Reproduce the listing below word for word, with no pictures.

>> BEGIN DATA IN THIS EXERCISE

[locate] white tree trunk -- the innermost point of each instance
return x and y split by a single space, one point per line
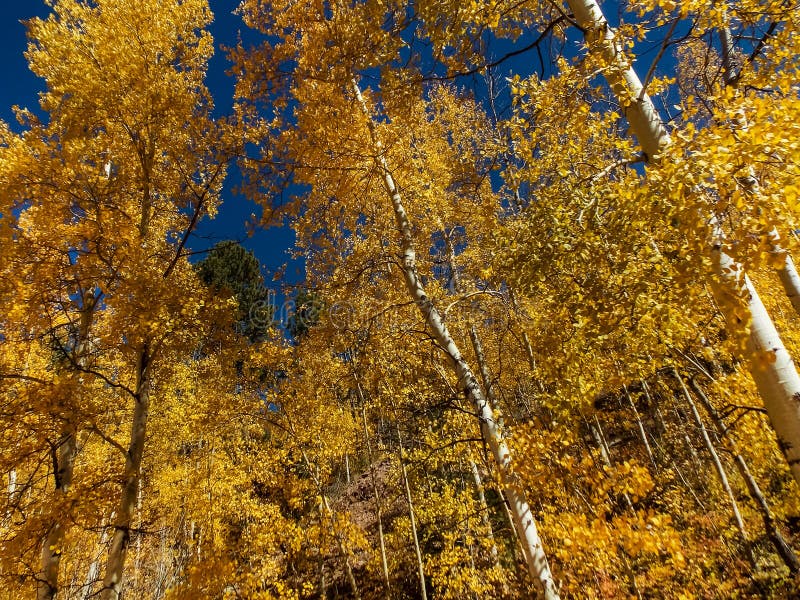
112 582
720 469
784 550
790 280
63 464
523 518
771 366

>> END DATA IN THIS EXERCISE

- **FULL RESPONSE**:
[locate] white tree trunk -- the innermost point of each instance
return x and y split by a single space, one point per line
112 582
720 469
784 550
790 280
63 464
523 518
771 366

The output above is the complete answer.